• _OBJECTIF_
Dans le texte sur sir Robert Peel présenté ci-dessous, relevez toutes les propositions relatives qui décrivent la politique extérieure que sir Robert Peel n’avait pas.

───── TEXTE PROPOSÉ

Quand je dis « sa politique extérieure, » mon langage n’est pas parfaitement exact ; sir Robert Peel n’avait pas, à proprement parler, une politique extérieure qui fût vraiment la sienne, dont il se rendît compte avec précision, qui se proposât tel ou tel plan spécial d’organisation européenne, et dont il poursuivît assidûment le succès. C’est la condition naturelle des pays libres que la politique intérieure, les questions d’organisation constitutionnelle ou de bien-être public, les grandes mesures d’administration et de finances tiennent dans leurs affaires le premier rang. À moins que l’indépendance nationale ne soit menacée, quand un peuple n’est pas un instrument entre les mains d’un maître, le dedans prime, pour lui, le dehors. C’est sur tout la condition de l’Angleterre, défendue par l’Océan des complications et des périls extérieurs : « Heureuse nation, disait M. de Talleyrand, qui n’a pas de frontières ! » Je ne me souviens pas qu’à aucune époque le poste de ministre des affaires étrangères ait été, en Angleterre, celui du premier ministre ; c’est au premier lord de la trésorerie que, par l’usage et ses raisons profondes, ce rang a été en général réservé. Sir Robert Peel était essentiellement un premier lord de la trésorerie, chef du gouvernement intérieur dans l’état et du cabinet dans le parlement.

──────────
───── ENREGISTREMENTS

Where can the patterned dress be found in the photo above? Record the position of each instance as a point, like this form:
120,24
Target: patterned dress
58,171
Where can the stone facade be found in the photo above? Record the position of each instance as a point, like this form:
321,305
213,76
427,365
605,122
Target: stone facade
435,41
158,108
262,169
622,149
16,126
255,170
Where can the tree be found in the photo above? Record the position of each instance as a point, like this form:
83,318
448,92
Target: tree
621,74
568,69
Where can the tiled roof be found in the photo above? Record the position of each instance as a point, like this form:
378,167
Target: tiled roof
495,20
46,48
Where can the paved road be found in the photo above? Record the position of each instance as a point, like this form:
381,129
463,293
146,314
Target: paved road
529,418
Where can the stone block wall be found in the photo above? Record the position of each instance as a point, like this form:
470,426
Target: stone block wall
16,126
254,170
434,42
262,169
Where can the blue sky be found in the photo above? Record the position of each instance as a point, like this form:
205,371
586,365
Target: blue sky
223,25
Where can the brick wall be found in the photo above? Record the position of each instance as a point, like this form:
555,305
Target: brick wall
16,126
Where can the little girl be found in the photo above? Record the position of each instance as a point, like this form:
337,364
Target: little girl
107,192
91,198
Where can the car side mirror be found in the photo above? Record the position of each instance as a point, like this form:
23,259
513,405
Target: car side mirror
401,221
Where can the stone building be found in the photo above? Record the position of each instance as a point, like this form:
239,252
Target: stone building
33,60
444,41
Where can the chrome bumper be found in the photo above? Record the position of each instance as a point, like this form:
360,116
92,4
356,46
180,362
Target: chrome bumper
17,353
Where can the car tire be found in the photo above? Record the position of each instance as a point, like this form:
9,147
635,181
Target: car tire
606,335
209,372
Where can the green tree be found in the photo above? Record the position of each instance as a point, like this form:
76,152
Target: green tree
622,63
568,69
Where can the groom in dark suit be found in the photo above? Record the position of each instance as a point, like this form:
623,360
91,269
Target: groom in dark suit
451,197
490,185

──────────

• _EXERCICE CORRIGÉ_
- « qui fût vraiment la sienne »
- « dont il se rendît compte avec précision »
- « qui se proposât tel ou tel plan spécial d’organisation européenne »
- « dont il poursuivît assidûment le succès »